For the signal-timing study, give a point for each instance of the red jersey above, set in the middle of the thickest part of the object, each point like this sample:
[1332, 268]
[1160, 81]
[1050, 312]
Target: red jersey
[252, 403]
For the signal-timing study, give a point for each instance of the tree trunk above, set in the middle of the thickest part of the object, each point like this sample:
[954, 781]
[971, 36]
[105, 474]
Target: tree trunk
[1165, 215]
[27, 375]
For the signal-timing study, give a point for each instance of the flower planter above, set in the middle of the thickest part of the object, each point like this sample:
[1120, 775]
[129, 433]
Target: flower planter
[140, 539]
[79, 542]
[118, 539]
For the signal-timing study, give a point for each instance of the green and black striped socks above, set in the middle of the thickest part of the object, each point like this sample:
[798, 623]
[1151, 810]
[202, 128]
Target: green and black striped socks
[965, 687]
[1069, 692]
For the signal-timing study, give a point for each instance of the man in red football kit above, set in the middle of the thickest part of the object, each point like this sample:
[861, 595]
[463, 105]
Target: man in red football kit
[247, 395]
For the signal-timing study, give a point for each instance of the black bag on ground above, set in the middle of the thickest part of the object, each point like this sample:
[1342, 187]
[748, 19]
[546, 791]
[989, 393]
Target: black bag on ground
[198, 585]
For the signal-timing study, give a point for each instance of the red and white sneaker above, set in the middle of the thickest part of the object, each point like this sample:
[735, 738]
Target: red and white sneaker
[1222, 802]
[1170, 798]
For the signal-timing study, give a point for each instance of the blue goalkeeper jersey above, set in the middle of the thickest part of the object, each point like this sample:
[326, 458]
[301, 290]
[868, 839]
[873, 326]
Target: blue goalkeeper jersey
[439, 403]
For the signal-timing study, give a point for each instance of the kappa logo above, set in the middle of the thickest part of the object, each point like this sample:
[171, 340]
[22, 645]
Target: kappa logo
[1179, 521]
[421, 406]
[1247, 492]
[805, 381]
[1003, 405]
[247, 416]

....................

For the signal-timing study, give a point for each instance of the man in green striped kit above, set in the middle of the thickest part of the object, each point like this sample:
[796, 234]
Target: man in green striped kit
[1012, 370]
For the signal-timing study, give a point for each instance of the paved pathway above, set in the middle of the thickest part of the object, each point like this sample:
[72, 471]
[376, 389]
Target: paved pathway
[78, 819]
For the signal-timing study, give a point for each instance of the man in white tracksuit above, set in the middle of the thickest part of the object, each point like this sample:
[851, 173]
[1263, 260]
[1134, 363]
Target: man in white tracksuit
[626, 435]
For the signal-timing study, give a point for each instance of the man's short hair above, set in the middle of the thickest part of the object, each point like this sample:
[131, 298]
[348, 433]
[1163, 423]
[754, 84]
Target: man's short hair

....................

*The request*
Please return the data starting at the line containing "of the man's" and ending at the line containing "Target: man's short hair", edited so that "short hair" becomes "curly hair" and everything else stays the same.

*Solution*
For the signal-timing study, give a point for each instance of the man's curly hair above, set in the middle of the thickest part of the object, each point like this sample:
[131, 298]
[348, 433]
[1163, 423]
[754, 84]
Target: man's curly hair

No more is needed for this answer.